■ ABOUT THIS TASK: The records below are to be output exactly, except for their pictures.

■ INFORMATION SUPPLIED:
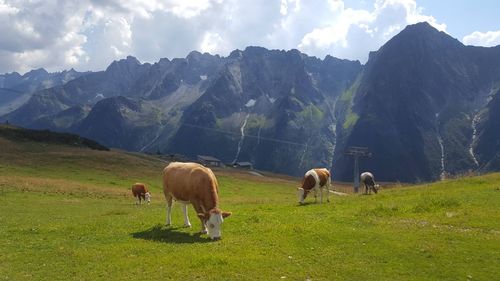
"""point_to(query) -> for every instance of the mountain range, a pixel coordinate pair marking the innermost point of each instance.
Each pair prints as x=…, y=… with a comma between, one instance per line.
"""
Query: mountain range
x=424, y=105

■ SOLUTION FOR THIS EXERCISE:
"""point_to(query) -> for every instance of the mountain range, a pixel coordinate pair marking the innermost point of each instance.
Each pair prints as x=…, y=… with a comma between, one instance per line.
"""
Query: mountain range
x=424, y=105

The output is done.